## DOCUMENT SEGMENT
────────
Bone cancer is an uncommon cancer that begins in a bone that destroys its normal bone tissue. Of course not all bone tumours are malignant, but benign bone tumours are more common than malignant ones. Bone cancer can begin in any bone in the body, but it most commonly affects the long bones that make up the arms and legs.
Several types of bone cancer exist. Some types of bone cancer occur primarily in children, while others affect mostly adults. The term “bone cancer” doesn’t include cancers that begin elsewhere in the body and spread (metastasize) to the bone. Instead, those cancers are named for where they began, such as breast cancer that has metastasized to the bone.
Signs and symptoms
Bone cancer can affect any bone, but most cases develop in the long bones of the legs or upper arms.
The main symptoms include:
- persistent bone pain that gets worse over time
- persistent or unusual swelling and redness (inflammation) over a bone, which can make movement difficult if the affected bone is near a joint
- a noticeable lump over a bone
- a weak bone that breaks (fractures) more easily than normal
Unfortunately, we still do not have a clear definitive cause for bone cancer, however researchers have identified several factors that increase the risk of developing these tumours. However, you’re more at risk of developing it if you:
- have had previous exposure to radiation during radiotherapy or with certain anti-cancer drugs.
- have a condition known as Paget’s disease of the bone
- have rare genetic conditions such as Li-Fraumeni syndrome, Rothmund-Thomson syndrome and Retinoblastoma.
How is bone cancer diagnosed?
- X-ray – that highlights the abnormal part of the bone on its location, size, and shape of bone tumour.
- Computed tomography (CT) scan – is a series of detailed pictures of areas inside the body, taken from different angles created by a computer linked to an x-ray machine.
────────
## EXTRACTED INFORMATION
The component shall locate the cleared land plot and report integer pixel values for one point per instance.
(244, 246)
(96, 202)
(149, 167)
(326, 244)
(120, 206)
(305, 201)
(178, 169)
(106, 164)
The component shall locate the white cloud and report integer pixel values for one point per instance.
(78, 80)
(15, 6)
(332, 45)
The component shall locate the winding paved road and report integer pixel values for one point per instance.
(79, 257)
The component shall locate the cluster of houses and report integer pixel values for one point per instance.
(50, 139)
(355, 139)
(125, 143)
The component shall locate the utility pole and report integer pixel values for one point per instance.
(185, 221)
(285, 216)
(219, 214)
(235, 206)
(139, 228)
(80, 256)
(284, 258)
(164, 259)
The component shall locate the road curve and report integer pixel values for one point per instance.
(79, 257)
────────
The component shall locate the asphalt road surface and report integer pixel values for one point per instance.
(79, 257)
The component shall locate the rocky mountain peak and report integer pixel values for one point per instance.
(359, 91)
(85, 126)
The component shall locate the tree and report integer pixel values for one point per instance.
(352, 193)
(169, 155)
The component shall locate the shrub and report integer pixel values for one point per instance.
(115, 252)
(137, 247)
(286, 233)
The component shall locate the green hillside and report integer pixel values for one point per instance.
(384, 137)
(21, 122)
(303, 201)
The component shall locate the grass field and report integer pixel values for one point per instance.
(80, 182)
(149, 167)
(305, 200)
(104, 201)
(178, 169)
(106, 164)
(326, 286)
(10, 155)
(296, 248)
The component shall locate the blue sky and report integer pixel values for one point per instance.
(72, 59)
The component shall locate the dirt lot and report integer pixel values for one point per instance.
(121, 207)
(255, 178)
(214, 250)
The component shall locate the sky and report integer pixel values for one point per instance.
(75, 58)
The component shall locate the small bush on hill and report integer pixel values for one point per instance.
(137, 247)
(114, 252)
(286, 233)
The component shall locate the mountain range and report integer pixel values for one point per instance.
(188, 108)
────────
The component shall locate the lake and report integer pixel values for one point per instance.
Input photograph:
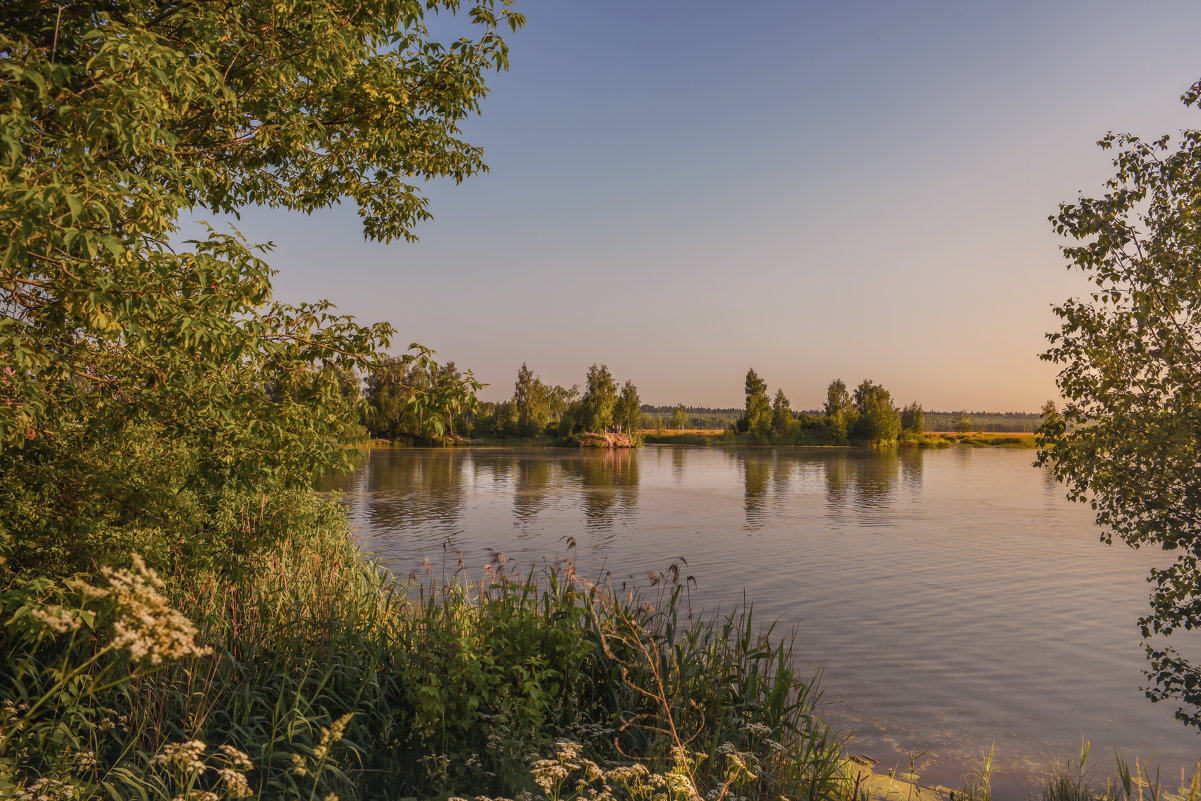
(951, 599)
────────
## TASK ITEM
In the bone cancer text, which bones does bone cancer most commonly affect?

## ANSWER
The long bones that make up the arms and legs.